EXERCISE TEXT:
= = = =

Asked why Korea’s approval rate of occupational cancer as an industrial disaster was as high as 73.5 percent in 2018, Lee said, “It was because most of the cases were lymphoma and malignant mesothelioma whose industrial accident approval rates were above 80 percent while there were few applications for the rest.”

There are fewer cancers recognized as industrial disasters in Korea because cancer is a disease that makes it difficult for workers to apply for industrial accidents voluntarily, according to Lee.

“In the case of acute diseases, workers find causes in the current occupational environment and apply for industrial accidents,” she said. “However, in the case of cancer, the period between exposure and outbreak is long, making it hard to trace occupational past exposure factors. Besides, workers often lack information about materials they handled, finding it not easy to apply for industrial accidents independently.”

Lee said she had planned an active epidemiological investigation using big data to overcome these limitations.

She made 24 workplace-based cancer monitoring data by integrating unemployment insurance, cancer registration data, and death data by cause at Statistics Korea. The probe collected cumulative cancer outbreaks among people who worked at a place for two years or more and monitored them.

Lee has selected high-risk jobs by analyzing workplace-based disease data and conducting an active epidemiological investigation, including a work environment survey, targeting the waste disposal industry.

Professor Kim In-ah of the Department of Occupational Environmental Medicine at Hanyang University Hospital speaks at the same forum.
Professor Kim In-ah of the Department of Occupational Environmental Medicine at Hanyang University Hospital speaks at the same forum.

Kim In-ah, an occupational environmental medicine professor at Hanyang University Hospital, emphasized doctors’ role because they can discover occupational cancer patients at their offices.

“How should hospitals find occupational cancer patients? To resolve underreporting problems, we can consider the monitoring system of lung cancer and hematopoietic system cancer that we operated from 2011 to 2016,” Professor Kim, also deputy head of the Seoul Occupational Safety Center at the hospital, said. “We operated a system where doctors evaluated patients’ diseases and their occupational relations and guided them to industrial accident application if needed.”

= = = =

RECORDED DATA:
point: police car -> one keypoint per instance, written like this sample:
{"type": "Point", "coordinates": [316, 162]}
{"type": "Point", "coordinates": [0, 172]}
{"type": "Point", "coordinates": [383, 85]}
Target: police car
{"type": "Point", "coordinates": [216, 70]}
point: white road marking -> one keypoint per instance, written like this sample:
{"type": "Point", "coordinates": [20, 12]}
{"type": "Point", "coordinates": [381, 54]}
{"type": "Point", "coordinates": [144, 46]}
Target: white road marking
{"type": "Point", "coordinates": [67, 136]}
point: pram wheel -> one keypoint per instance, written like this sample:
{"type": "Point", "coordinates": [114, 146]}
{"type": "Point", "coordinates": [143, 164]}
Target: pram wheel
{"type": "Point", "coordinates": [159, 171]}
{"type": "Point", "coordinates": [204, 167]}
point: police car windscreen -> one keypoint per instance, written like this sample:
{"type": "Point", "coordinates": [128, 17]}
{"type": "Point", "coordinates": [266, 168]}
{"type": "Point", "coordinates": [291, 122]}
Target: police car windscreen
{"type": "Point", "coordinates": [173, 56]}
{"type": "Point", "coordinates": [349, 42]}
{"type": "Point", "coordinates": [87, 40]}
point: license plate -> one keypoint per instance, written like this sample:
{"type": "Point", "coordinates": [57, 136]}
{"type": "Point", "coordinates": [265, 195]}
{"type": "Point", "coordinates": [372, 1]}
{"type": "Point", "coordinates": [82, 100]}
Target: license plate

= = = =

WHAT TO DO:
1 - According to the article on occupational cancer, what was Korea's approval rate of occupational cancer as an industrial disaster in 2018?
2 - Rewrite the stretch of the occupational cancer article from "She made 24" through "and monitored them.", changing "two years" to "three years".

TASK RESPONSES:
1 - 73.5 percent

2 -
She made 24 workplace-based cancer monitoring data by integrating unemployment insurance, cancer registration data, and death data by cause at Statistics Korea. The probe collected cumulative cancer outbreaks among people who worked at a place for three years or more and monitored them.